» **TASK 1**: Set down the passage of the prostate cancer article from "New technologies like" up to and including "known as IRMT.", copying it word for word.
» **TASK 2**: List every person and every organization named in the prostate cancer article.
» **TASK 3**: Write the next part of the article on new prostate cancer treatment technologies, beginning after its final sentence.

» **TEXT EXCERPT**:
┄┄┄┄┄┄┄┄┄┄┄┄┄┄┄┄┄┄┄┄

Increase seen in use of new technologies for prostate cancer treatment
Posted June 25, 2013
Over the past decade several advanced technologies have promised to minimize the side effects of treating prostate cancer.
A new study in the Journal of the American Medical Association looked at the increased use of the newer treatments in many of those patients.
Restaurant owner Sandy Schondelmayer has prostate cancer. For now, he only has minor symptoms of the disease.
“I can deal with my minor symptoms now, and I don't want to take the risk of the side effects from surgery,” Schondelmayer said.
Doctor Brent K. Hollenbeck from the University of Michigan said not all prostate cancers are created equally and some are more biologically aggressive than others.
New technologies like robotic surgery can lessen the side effects. Increased magnification helps surgeons to more precisely remove the cancer and spare normal tissue. Another new technology used is called intensity modulated radiation therapy also known as IRMT.
"The idea is you can give higher doses to the prostate and the cancer without necessarily affecting the surrounding tissues as much,” Hollenbeck said.

┄┄┄┄┄┄┄┄┄┄┄┄┄┄┄┄┄┄┄┄

» **GIVEN DATA**:
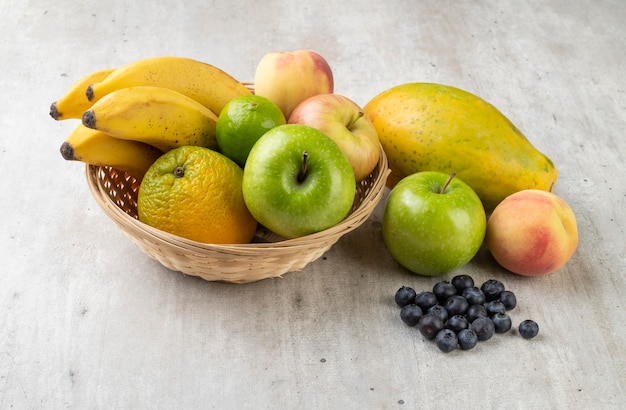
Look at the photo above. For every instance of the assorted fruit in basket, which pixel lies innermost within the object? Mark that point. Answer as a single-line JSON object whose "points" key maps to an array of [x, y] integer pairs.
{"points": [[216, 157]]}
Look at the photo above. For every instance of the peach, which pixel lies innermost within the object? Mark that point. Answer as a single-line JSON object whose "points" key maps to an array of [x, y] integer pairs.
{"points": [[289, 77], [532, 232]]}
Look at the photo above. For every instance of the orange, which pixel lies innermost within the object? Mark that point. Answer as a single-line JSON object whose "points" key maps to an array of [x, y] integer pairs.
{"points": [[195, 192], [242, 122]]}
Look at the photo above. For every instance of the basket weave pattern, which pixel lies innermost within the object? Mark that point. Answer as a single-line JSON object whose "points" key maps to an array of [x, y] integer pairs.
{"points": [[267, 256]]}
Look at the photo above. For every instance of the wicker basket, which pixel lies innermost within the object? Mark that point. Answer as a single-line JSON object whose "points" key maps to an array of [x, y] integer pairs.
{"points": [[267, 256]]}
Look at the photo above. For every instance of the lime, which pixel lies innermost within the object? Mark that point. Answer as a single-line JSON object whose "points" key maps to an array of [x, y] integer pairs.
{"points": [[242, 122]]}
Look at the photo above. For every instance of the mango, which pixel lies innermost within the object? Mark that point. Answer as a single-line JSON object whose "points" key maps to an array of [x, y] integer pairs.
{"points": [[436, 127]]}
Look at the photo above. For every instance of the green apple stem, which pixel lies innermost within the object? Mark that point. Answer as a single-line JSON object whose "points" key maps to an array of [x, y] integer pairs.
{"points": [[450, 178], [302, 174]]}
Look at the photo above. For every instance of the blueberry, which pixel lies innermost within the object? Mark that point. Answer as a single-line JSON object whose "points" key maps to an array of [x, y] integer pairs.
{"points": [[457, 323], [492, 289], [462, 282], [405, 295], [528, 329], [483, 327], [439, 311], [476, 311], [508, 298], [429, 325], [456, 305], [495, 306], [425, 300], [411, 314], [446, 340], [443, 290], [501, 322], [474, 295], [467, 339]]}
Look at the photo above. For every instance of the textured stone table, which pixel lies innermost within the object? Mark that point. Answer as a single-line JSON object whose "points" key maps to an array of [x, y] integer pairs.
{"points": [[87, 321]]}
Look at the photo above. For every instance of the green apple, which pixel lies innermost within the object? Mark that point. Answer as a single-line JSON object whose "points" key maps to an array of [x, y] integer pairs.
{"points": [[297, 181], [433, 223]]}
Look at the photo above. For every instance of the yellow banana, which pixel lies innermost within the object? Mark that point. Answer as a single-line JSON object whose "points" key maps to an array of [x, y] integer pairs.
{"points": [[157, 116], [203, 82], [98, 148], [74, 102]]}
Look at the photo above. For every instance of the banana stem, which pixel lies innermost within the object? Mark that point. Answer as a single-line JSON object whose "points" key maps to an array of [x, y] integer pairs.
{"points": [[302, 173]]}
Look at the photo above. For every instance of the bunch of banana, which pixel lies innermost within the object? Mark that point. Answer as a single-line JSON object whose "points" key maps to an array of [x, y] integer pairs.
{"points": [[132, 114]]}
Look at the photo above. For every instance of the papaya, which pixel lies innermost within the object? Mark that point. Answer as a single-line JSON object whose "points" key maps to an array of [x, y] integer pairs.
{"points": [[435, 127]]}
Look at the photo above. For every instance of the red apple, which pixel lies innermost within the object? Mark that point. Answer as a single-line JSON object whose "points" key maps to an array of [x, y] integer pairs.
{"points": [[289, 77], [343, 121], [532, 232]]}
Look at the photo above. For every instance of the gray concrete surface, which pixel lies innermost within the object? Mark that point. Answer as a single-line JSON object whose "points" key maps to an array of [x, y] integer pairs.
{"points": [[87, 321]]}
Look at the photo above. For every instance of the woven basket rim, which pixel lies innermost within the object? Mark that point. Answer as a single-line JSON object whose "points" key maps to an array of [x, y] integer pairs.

┄┄┄┄┄┄┄┄┄┄┄┄┄┄┄┄┄┄┄┄

» **YOUR RESPONSE 1**:
New technologies like robotic surgery can lessen the side effects. Increased magnification helps surgeons to more precisely remove the cancer and spare normal tissue. Another new technology used is called intensity modulated radiation therapy also known as IRMT.

» **YOUR RESPONSE 2**:
Journal of the American Medical Association
Sandy Schondelmayer
Brent K. Hollenbeck
University of Michigan

» **YOUR RESPONSE 3**:
Among prostate cancer patients at low risk of dying from the disease, use of robotic surgery or IRMT increased from 24 to 27 percent over a five-year study period. The study author says the technologies are more expensive without showing substantial benefit.
“It has the potential to sort of amplify the financial implications for the U.S. health care system,” Hollenbeck said.
Schondelmayer said he has forgone those treatments in favor of just keeping a watchful eye on his prostate cancer.
"I keep myself in shape, I try to watch my diet, and I thought maybe I'll be lucky and live into the 90s,” Schondelmayer said. “The cancer part does not change that outlook."